[What is needed]
Could you format every line of the rows below as a numbered list, dropping any blank lines and leaving the pictures out?

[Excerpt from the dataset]
-.-.-

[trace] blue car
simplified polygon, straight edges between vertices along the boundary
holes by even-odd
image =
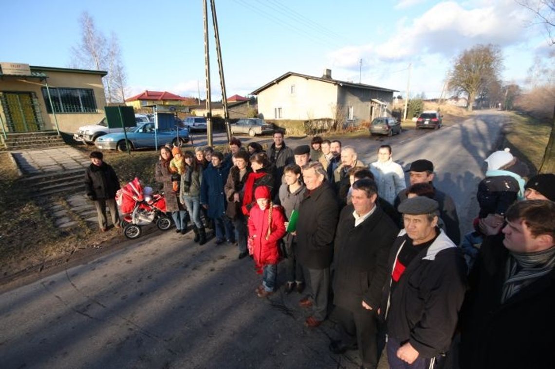
[[[154,122],[142,123],[136,127],[127,128],[125,130],[127,132],[127,142],[131,150],[155,147]],[[157,132],[157,136],[159,147],[168,142],[171,142],[174,145],[180,147],[189,142],[189,130],[186,128],[179,128],[177,130],[159,130]],[[119,151],[127,150],[125,136],[123,132],[102,136],[97,139],[94,145],[98,148],[103,150],[117,150]]]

-.-.-

[Response]
1. [trace] blue car
2. simplified polygon, straight edges between vertices along the boundary
3. holes by even-odd
4. image =
5. [[[154,122],[142,123],[136,127],[127,128],[125,130],[127,132],[127,142],[131,150],[155,147]],[[157,132],[157,136],[159,147],[168,142],[171,142],[174,145],[180,147],[189,142],[189,130],[186,128],[179,128],[177,130],[159,130]],[[119,151],[127,150],[125,136],[123,132],[102,136],[97,139],[94,145],[98,148],[103,150],[117,150]]]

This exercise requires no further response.